-- START OF Provided data --
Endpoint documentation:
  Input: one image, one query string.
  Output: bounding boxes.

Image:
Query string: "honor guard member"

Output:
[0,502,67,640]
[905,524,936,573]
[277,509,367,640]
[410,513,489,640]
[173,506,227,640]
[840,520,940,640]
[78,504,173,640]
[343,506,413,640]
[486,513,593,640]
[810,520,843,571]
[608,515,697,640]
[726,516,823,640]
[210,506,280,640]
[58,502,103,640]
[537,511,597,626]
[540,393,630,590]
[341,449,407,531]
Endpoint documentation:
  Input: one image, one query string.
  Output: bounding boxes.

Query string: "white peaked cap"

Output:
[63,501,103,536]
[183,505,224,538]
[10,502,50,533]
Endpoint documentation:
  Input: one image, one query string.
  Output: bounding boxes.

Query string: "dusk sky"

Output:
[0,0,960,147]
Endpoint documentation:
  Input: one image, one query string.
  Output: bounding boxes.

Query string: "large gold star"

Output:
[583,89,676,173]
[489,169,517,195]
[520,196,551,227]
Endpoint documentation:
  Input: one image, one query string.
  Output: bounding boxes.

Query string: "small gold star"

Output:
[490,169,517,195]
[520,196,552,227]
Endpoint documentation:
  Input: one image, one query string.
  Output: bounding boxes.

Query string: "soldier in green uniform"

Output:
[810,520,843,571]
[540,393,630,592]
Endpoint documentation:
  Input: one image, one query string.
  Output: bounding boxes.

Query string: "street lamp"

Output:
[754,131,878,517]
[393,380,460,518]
-- END OF Provided data --
-- START OF Provided data --
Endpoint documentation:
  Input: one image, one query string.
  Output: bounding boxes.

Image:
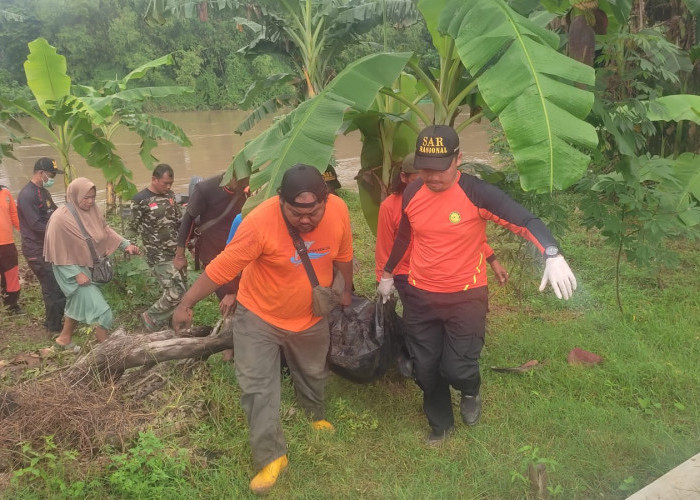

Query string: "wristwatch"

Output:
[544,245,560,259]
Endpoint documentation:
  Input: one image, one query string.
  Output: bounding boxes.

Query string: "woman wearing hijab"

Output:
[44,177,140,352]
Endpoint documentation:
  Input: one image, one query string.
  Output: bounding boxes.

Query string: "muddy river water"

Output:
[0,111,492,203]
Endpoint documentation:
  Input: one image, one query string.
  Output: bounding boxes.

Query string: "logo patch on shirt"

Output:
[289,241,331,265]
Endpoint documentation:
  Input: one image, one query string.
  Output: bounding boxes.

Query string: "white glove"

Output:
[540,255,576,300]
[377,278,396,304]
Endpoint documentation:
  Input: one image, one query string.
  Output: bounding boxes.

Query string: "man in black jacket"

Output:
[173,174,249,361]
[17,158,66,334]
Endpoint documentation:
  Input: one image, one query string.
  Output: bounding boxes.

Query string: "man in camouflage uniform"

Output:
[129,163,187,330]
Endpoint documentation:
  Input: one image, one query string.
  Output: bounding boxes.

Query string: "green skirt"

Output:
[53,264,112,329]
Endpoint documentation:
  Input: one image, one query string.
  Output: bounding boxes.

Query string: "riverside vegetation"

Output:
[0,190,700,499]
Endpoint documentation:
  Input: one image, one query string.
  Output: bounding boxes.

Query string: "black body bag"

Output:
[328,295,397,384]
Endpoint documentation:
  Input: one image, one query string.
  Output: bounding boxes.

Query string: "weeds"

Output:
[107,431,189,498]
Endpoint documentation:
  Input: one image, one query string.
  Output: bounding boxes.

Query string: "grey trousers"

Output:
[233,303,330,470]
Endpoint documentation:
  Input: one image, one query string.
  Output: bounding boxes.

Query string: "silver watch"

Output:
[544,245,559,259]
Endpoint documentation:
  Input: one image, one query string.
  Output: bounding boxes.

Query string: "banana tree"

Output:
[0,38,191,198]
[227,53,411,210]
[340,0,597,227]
-- END OF Provided data --
-- START OF Provided data --
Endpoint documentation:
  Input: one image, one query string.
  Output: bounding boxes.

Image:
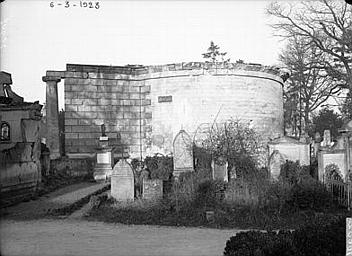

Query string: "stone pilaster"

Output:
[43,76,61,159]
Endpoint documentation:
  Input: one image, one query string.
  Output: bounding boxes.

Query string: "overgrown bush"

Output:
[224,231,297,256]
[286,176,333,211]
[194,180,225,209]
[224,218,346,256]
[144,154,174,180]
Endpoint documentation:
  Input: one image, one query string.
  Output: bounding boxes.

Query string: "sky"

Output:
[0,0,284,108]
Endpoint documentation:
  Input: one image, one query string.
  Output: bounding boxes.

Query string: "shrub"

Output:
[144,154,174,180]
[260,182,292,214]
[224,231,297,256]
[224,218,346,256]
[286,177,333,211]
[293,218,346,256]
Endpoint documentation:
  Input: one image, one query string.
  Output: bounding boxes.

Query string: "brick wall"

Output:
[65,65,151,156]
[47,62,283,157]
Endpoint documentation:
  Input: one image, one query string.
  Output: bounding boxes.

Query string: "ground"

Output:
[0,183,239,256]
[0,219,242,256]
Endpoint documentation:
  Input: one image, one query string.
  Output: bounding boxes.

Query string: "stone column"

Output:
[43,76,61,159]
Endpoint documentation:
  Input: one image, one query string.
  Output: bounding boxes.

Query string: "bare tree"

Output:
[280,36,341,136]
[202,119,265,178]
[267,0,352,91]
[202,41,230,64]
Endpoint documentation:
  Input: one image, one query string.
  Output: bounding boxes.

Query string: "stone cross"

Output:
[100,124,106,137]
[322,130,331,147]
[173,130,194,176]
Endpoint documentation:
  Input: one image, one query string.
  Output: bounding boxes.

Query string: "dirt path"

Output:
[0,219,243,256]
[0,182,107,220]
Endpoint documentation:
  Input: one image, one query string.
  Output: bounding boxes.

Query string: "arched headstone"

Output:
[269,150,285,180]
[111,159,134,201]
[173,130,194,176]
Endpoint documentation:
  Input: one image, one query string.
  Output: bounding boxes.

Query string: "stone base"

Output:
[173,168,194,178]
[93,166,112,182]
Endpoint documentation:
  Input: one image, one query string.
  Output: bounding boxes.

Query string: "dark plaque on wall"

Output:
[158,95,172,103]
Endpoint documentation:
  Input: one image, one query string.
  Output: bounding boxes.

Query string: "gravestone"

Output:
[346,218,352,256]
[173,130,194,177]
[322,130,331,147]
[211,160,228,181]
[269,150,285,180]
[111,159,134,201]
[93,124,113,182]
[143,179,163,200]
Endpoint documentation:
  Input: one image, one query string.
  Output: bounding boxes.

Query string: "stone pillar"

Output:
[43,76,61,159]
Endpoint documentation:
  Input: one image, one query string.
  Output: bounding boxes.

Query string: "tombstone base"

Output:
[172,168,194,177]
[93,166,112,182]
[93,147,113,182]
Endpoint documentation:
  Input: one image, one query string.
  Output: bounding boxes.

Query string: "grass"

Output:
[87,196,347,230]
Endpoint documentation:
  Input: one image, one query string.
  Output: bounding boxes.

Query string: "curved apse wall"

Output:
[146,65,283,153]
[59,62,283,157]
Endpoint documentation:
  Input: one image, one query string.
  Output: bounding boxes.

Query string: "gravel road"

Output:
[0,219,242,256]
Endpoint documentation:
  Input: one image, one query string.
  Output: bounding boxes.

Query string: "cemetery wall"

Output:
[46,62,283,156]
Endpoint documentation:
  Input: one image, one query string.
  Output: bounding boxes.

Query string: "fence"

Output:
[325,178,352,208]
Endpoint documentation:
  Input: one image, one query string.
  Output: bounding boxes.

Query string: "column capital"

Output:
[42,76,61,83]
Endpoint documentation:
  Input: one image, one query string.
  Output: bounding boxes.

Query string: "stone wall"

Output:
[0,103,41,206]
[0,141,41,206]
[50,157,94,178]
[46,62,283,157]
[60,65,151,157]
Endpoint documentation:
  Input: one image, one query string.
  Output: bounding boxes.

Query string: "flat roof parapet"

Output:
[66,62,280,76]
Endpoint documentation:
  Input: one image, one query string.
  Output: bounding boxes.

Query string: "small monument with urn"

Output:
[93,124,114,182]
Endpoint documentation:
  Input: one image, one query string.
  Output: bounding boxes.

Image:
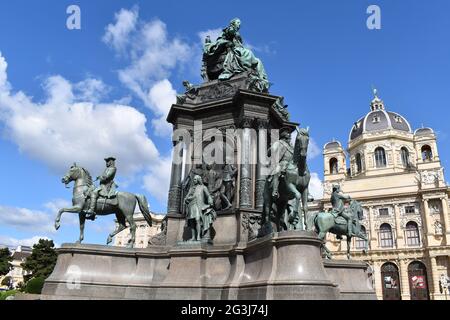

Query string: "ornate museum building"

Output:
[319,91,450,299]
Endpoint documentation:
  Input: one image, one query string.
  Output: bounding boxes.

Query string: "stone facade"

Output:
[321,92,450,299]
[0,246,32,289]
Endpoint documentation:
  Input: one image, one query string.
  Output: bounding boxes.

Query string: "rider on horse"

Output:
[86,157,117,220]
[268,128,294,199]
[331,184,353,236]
-- END OF Provided data --
_Task goal:_ Count the lines of the rows above that contain the word "uniform", treating case as significant. Give only the number.

_Final result:_ 2